▶ _Listed entries_
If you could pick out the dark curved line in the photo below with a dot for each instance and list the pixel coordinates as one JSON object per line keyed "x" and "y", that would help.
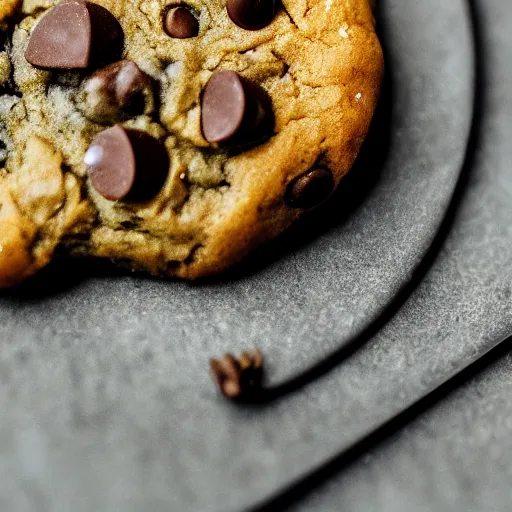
{"x": 303, "y": 486}
{"x": 318, "y": 370}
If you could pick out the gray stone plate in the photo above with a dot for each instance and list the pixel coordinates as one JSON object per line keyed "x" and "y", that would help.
{"x": 106, "y": 400}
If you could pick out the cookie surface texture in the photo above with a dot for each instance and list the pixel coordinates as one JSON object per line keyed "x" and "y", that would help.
{"x": 175, "y": 137}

▶ _Your assignment_
Leave the pictures out and reproduce all of the records exactly.

▶ _Answer_
If you could pick out the dark curved line in the photo below with a dot for each instance and list the pixel coordinates as one JSON object per line keyed "x" and "y", that would help.
{"x": 303, "y": 486}
{"x": 318, "y": 370}
If you could pick out the gray stone plate in the photo above with a dot for each instance and list the pixel coordinates as one JSON object per line keyed "x" and "y", that would help.
{"x": 106, "y": 400}
If you could pick out the cookie surface texture in the photo above with a dot for each instance and list the pixel coordinates as one JSON object per line keyed "x" and "y", that would help.
{"x": 175, "y": 137}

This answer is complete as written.